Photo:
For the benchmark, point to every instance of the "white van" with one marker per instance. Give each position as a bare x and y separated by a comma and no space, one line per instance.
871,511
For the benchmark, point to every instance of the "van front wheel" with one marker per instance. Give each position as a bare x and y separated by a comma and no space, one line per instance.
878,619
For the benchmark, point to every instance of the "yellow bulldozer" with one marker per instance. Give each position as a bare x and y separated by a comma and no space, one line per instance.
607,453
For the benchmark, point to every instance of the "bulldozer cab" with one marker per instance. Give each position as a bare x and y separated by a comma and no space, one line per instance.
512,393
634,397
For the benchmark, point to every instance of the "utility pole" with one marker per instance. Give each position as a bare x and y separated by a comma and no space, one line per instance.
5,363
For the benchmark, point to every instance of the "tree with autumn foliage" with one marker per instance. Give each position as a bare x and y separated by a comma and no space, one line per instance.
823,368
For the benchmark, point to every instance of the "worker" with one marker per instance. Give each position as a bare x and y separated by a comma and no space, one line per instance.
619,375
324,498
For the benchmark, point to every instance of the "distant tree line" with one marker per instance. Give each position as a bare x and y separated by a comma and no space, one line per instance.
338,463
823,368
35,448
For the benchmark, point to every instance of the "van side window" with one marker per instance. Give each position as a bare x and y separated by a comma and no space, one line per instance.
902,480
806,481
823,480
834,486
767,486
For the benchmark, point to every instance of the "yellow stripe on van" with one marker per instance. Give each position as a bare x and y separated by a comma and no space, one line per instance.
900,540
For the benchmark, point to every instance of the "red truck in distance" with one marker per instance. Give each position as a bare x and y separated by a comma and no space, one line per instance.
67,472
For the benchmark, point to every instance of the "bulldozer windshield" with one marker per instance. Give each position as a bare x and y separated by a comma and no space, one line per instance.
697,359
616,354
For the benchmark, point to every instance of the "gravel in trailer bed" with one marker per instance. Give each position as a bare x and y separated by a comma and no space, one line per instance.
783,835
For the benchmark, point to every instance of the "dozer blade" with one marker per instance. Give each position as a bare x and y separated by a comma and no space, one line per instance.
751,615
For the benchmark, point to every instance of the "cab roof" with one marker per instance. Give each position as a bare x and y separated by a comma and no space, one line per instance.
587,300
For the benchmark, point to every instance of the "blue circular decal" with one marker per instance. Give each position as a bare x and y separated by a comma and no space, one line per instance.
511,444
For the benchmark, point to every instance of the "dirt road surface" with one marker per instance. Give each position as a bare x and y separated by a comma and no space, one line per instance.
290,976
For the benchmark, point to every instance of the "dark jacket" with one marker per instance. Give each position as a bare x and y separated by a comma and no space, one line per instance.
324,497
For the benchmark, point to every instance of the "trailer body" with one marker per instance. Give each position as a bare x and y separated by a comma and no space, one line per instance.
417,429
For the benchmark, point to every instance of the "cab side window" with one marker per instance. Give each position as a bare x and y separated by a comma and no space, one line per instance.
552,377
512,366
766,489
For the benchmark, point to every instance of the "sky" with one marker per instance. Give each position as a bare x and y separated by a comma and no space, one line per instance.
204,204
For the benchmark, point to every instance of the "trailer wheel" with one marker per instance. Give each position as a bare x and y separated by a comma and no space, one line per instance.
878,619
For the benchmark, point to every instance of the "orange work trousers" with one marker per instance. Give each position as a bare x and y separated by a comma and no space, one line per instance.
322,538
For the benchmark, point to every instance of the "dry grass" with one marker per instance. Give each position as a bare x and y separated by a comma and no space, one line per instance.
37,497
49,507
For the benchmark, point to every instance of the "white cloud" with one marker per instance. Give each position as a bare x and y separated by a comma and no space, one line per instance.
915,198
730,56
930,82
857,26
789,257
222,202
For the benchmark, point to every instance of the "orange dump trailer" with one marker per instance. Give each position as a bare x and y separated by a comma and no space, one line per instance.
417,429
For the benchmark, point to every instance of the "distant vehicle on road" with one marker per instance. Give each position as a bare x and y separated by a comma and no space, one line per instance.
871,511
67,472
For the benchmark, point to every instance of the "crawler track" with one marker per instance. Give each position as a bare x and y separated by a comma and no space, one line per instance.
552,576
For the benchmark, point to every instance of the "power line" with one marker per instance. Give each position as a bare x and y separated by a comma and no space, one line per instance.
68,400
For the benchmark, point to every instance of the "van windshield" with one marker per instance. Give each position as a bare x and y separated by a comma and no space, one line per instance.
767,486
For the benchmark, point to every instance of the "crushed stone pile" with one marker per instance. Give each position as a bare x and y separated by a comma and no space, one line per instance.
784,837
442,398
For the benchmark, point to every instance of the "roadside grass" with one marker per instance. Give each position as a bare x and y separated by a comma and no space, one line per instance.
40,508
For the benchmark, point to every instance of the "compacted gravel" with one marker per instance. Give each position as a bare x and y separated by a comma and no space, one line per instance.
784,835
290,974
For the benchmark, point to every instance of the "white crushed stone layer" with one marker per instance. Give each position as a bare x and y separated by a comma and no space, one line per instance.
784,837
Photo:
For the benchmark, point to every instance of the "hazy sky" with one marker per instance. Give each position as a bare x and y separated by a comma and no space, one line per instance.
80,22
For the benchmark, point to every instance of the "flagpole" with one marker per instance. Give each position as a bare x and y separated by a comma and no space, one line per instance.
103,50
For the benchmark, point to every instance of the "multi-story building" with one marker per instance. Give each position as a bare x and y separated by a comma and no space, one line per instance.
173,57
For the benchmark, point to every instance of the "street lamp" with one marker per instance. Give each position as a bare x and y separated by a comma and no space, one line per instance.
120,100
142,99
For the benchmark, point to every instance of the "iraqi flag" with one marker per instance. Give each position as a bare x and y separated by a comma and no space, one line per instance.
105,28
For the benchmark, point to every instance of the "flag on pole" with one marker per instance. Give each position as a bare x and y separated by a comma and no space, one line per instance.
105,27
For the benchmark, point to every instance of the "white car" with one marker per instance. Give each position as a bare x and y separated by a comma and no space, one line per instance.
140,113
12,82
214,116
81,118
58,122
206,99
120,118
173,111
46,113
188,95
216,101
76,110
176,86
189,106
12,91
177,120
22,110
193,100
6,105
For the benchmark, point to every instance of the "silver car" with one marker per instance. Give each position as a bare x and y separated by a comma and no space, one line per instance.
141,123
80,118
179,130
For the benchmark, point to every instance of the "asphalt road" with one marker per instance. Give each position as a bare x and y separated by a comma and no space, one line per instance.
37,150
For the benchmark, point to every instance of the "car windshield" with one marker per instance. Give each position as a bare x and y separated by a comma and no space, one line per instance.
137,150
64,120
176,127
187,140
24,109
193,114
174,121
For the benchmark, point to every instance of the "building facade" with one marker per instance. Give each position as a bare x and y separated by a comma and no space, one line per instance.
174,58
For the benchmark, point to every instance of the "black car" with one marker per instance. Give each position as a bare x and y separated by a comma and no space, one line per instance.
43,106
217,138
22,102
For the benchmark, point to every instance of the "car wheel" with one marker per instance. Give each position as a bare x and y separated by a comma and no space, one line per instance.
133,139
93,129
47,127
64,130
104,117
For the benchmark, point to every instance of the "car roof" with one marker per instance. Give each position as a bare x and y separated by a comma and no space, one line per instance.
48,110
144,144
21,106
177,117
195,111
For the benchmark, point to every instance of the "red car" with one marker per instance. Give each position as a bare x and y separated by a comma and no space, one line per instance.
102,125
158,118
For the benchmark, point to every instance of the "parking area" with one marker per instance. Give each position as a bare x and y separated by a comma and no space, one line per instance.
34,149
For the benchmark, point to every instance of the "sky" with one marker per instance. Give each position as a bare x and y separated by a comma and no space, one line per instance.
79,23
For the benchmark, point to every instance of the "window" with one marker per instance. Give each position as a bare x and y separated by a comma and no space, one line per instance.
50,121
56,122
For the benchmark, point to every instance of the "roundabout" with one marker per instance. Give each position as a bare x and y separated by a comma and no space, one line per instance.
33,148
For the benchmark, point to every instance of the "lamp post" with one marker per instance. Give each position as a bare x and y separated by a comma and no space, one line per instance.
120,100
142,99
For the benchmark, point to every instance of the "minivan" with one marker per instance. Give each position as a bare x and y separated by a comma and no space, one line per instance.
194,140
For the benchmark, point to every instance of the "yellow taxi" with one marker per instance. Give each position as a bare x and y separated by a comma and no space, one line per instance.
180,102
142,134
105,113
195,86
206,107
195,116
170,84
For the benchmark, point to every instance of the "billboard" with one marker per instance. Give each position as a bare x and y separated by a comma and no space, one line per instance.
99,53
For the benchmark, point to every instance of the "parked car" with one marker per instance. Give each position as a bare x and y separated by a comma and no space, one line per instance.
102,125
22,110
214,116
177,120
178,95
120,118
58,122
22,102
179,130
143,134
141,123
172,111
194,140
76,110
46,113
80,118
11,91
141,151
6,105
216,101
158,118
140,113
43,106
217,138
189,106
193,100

★ ★ ★ ★

** Exercise **
Return every line of the data above that contains the word "bulldozer", matching its case exactly.

** Completed exercise **
For the benchmark, point to every instance of the "yellow bulldozer" with one marker per instance. Give each position as a bare x and y separated by a comma and no space, one line per instance.
For the benchmark, point to every instance of the "bulldozer cab" with one marker per instance. Give each position as a bare x and y separated by a comma and no space, one line per instance.
For the benchmark, point to every instance of the "bulldozer windshield" with one marker per instance. Give each position as a bare x and y separated by a comma and no space, one line per instance.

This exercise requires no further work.